Excerpt:
══════════════════════════════
MeST talk by Rasmus Birk: Psychology and STS in the age of ‘AI’: reconfiguring subjectivity?
Everybody is welcome! Please bring your lunch.
Throughout 2025, multiple journalists reported on a new (and seemingly international) phenomenon: “AI psychosis”. Soon, psychiatrists and psychologists started warning that excessive use of chatbots could, seemingly, unmoor people from reality – causing symptoms that were strongly akin to delusions usually connected with psychosis. This newly emerging phenomenon of “AI psychosis” has lead to both a flurry of research papers and much discussion within psychology and psychiatry. How should this phenomenon be understood? How widespread is it? How should AI companies safeguard and prevent the ill effects of chatbot use.
AI psychosis both poses a scientific and practical challenge for psychology and psychiatry, and is instrumental for understanding how the ‘psy-sciences’ are (re)constituting themselves in the age of generative AI.
══════════════════════════════
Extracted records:
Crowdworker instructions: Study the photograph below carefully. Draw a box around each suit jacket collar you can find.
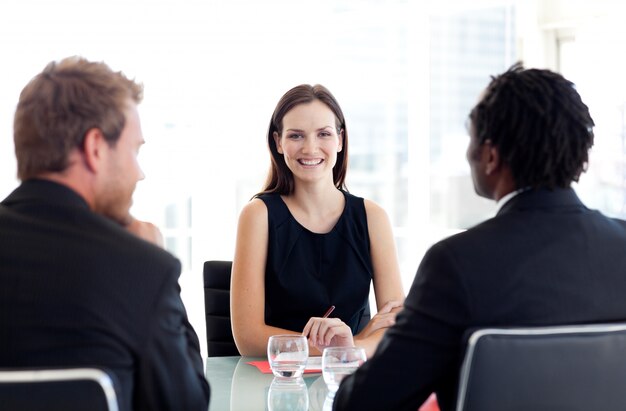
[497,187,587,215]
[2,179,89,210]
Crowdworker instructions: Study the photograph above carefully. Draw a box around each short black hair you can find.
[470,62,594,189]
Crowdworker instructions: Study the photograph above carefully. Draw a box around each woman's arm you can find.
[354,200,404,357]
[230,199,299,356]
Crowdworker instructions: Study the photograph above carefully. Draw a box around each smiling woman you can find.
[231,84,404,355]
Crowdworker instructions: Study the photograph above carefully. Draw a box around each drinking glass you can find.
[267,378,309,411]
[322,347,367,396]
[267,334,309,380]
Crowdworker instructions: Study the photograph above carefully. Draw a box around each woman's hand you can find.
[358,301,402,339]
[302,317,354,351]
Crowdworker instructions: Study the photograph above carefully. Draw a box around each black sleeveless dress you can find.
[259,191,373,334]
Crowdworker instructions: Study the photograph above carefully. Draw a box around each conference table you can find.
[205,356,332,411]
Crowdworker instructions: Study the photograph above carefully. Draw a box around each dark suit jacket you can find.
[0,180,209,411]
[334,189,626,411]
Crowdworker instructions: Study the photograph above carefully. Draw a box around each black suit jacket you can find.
══════════════════════════════
Task requirements:
A: Decide whether each statement below agrees with the talk announcement about AI psychosis, answering yes or no and quoting the words of the announcement that settle it. (i) The talk is given by Rasmus Birk. (ii) Attendees are asked to bring their lunch. (iii) Journalists first reported on "AI psychosis" in 2023.
B: Continue the talk announcement about AI psychosis from its final sentence.

Exercise responses:
A:
(i) Yes: "MeST talk by Rasmus Birk"
(ii) Yes: "Please bring your lunch."
(iii) No: "Throughout 2025, multiple journalists reported on a new (and seemingly international) phenomenon: “AI psychosis”."

B:
In this talk I take the case of AI psychosis as my point of departure to explore how the contemporary AI “revolution” is becoming entangled with psychology and psychiatry. This takes place, I argue, in at least two ways: AI is both becoming entangled with the psy-sciences as sciences, for example by raising scientific questions, or in the attempted harnessing of AI to predict mental ill health. And secondly, the proliferation of AI technologies is arguably also reconfiguring “the global psyche” (Béhague & MacLeish, 2020) – reconfiguring how we think about ourselves and others in psychological terms; remaking and reconfiguring subjectivities.
Rasmus Birk is Associate Professor in Personality and Social Psychology at the Department of Culture & Communication, Aalborg University. His current research explores AI technologies and psychology, focusing especially questions around governance, explainability and trust.